>> START

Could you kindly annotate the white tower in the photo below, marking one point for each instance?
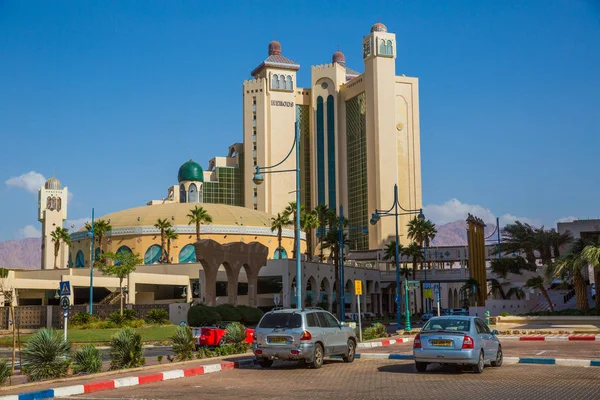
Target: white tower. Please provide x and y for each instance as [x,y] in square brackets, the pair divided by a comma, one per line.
[52,207]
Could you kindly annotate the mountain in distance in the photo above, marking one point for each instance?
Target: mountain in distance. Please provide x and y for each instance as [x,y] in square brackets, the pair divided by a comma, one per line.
[455,234]
[25,253]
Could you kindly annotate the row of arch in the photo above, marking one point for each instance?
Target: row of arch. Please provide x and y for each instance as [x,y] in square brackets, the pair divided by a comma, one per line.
[54,203]
[284,82]
[192,195]
[154,255]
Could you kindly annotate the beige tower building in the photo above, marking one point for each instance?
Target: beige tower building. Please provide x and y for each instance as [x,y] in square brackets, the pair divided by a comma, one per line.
[52,211]
[359,136]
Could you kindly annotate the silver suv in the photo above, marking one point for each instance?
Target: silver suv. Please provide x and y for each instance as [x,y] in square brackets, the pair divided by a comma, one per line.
[306,335]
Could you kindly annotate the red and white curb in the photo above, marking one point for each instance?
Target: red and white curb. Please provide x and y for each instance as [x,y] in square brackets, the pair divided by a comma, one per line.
[551,338]
[129,381]
[384,343]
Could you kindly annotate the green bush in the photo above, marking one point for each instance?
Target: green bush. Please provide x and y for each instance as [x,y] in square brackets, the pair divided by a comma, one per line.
[88,359]
[250,315]
[201,315]
[229,313]
[183,343]
[373,332]
[157,316]
[46,355]
[234,333]
[5,370]
[126,350]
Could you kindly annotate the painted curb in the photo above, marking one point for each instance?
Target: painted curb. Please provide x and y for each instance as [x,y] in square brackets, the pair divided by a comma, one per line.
[384,343]
[565,362]
[92,387]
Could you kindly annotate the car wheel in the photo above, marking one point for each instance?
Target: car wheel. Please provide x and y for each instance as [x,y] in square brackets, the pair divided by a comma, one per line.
[499,358]
[478,368]
[421,367]
[317,357]
[351,351]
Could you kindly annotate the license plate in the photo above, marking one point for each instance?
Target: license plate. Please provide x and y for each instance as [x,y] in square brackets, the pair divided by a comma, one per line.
[277,340]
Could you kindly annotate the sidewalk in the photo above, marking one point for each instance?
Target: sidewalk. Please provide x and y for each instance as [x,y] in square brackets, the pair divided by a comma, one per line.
[130,377]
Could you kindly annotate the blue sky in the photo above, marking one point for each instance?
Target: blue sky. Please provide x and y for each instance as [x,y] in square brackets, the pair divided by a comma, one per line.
[113,96]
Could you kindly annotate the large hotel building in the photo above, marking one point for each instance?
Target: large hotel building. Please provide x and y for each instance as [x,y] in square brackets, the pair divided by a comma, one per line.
[359,136]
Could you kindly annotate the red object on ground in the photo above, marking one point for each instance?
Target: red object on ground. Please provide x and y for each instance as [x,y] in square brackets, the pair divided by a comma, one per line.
[211,336]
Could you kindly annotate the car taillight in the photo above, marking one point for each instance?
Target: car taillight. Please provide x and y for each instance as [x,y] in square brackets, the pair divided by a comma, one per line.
[417,341]
[468,342]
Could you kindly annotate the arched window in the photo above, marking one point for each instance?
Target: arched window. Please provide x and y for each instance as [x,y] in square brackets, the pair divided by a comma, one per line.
[153,255]
[187,254]
[382,49]
[182,194]
[79,260]
[280,253]
[193,194]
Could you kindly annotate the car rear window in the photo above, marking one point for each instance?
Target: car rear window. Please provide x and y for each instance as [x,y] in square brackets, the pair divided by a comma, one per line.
[281,320]
[447,324]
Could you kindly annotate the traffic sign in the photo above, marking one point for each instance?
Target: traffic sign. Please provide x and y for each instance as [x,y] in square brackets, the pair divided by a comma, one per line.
[65,288]
[65,303]
[357,287]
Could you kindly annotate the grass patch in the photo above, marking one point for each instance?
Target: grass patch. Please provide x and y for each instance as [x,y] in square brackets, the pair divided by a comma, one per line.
[150,333]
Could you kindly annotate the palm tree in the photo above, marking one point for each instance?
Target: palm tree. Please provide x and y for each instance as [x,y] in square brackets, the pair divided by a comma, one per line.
[198,215]
[570,265]
[537,283]
[324,217]
[389,253]
[591,255]
[308,222]
[59,235]
[162,225]
[101,228]
[277,224]
[170,234]
[422,232]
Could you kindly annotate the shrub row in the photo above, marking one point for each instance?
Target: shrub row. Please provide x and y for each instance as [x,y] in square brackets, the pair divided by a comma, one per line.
[201,315]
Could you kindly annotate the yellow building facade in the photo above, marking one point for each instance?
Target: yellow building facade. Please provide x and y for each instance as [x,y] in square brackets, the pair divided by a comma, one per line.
[360,135]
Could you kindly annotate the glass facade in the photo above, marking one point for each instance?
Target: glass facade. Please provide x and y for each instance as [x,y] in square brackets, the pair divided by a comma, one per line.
[358,202]
[320,153]
[228,189]
[303,118]
[331,170]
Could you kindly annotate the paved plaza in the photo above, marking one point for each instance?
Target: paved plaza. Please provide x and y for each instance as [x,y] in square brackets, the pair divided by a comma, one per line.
[373,379]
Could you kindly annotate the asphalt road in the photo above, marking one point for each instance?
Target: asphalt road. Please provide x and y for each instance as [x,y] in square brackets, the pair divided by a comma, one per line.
[373,379]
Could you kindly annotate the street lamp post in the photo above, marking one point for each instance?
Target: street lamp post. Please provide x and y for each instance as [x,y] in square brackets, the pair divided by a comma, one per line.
[340,231]
[91,235]
[258,179]
[393,212]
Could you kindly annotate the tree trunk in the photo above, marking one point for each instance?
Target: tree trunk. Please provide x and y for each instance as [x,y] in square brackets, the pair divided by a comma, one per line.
[580,291]
[545,294]
[597,281]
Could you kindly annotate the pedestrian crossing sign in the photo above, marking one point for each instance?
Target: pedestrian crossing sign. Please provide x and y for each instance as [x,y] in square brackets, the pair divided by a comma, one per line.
[65,288]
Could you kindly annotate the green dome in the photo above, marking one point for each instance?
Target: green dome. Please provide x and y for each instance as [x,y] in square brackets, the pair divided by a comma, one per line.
[190,171]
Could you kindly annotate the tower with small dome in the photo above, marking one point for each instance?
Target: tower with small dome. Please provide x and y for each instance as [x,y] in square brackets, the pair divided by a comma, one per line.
[52,211]
[359,133]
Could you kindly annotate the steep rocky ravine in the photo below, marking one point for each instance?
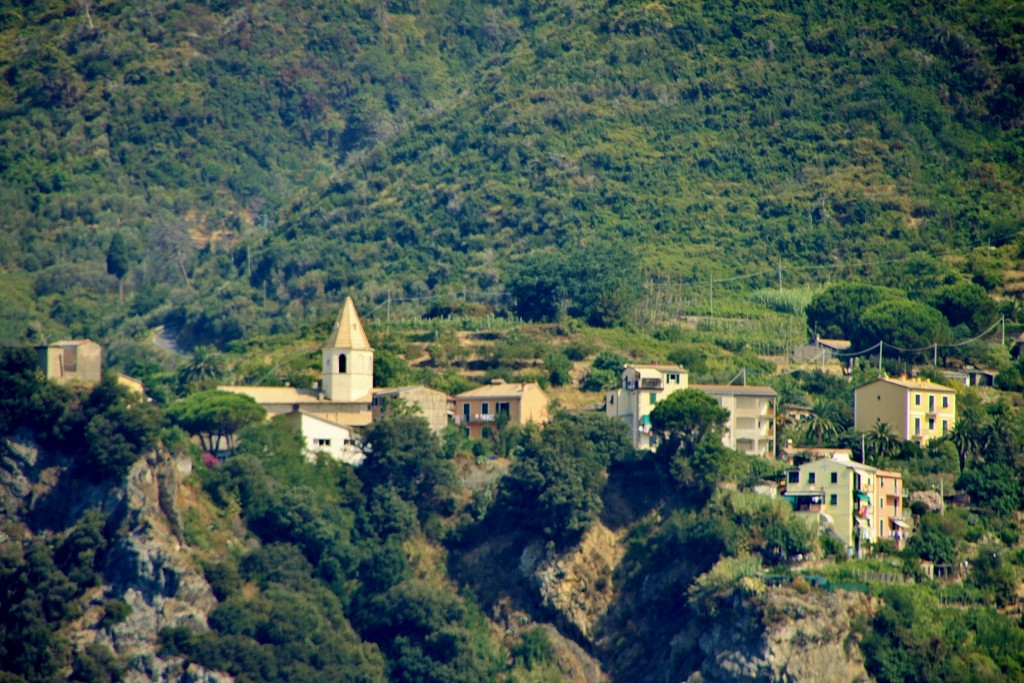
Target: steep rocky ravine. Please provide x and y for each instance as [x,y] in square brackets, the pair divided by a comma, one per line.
[147,564]
[782,635]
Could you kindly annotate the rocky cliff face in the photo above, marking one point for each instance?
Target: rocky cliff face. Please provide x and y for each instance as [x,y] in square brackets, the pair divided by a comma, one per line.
[786,636]
[781,635]
[147,564]
[577,585]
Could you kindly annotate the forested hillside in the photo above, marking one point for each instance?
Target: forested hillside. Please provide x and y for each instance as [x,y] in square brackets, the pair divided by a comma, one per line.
[260,159]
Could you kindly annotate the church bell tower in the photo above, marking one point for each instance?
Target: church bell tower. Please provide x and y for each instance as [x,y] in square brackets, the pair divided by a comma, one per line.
[348,359]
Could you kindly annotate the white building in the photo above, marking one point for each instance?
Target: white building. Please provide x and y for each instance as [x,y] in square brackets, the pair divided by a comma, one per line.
[320,435]
[751,428]
[642,387]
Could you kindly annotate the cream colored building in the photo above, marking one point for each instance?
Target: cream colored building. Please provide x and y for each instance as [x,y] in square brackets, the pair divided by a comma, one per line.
[856,503]
[320,435]
[643,386]
[346,391]
[72,361]
[751,428]
[433,404]
[478,410]
[915,410]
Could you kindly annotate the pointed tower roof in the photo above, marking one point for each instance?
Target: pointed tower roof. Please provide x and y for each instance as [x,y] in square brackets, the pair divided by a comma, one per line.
[347,332]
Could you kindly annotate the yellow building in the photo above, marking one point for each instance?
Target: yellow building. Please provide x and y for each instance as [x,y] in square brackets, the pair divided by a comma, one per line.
[478,410]
[914,409]
[642,387]
[856,503]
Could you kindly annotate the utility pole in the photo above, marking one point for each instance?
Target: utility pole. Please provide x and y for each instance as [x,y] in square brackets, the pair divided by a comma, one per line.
[711,291]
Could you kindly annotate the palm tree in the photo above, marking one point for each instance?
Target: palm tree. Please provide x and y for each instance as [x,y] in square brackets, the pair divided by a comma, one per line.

>> END

• **THE TASK**: Copy the rows starting at the line that contains "Could you kindly annotate the yellow building in" and running through the end of the rows, swapping "utility pole" for "street lamp" and leaving everything else unchanged.

• **OUTPUT FOR THIS TASK**:
Could you kindly annotate the yellow building in the photo above, marking one point for each instance?
Target: yellow building. Please provide x and y for each instance as [x,y] in square brackets, the pair divided by a comma, one per line.
[478,410]
[914,409]
[642,387]
[856,503]
Could you kindly annotate the street lamp in the photo above, marking one point for each instance?
Target: street lamp. Please provide x and y for each instance as [x,y] in square brackets, the pair divided by a comma, one per line.
[711,291]
Could you kindly annotate the palm tree in the photo above, marking one point for each instance?
Target: palm tree. Please provide x and y for each instance as [x,y] in square brackets, the pair divided by a comma, one per line.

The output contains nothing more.